_Problem_
Print the listing below word for word, every line included.

_Recorded data_
——————

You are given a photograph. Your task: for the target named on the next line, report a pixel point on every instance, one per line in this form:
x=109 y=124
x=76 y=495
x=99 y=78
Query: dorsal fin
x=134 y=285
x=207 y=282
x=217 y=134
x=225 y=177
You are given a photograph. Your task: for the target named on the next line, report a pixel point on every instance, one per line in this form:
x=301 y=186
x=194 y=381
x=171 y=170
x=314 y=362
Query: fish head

——————

_Full answer_
You are given a photograph. Your task: for the target named on the next line, report a pixel point on every instance, one per line in this form:
x=109 y=124
x=76 y=495
x=99 y=78
Query: dorsal fin
x=134 y=285
x=207 y=282
x=217 y=134
x=225 y=177
You are given a photograph. Your task: for the target named on the next line, report a pixel point on every instance, one per line in this form:
x=301 y=186
x=194 y=381
x=171 y=170
x=314 y=362
Query: fish head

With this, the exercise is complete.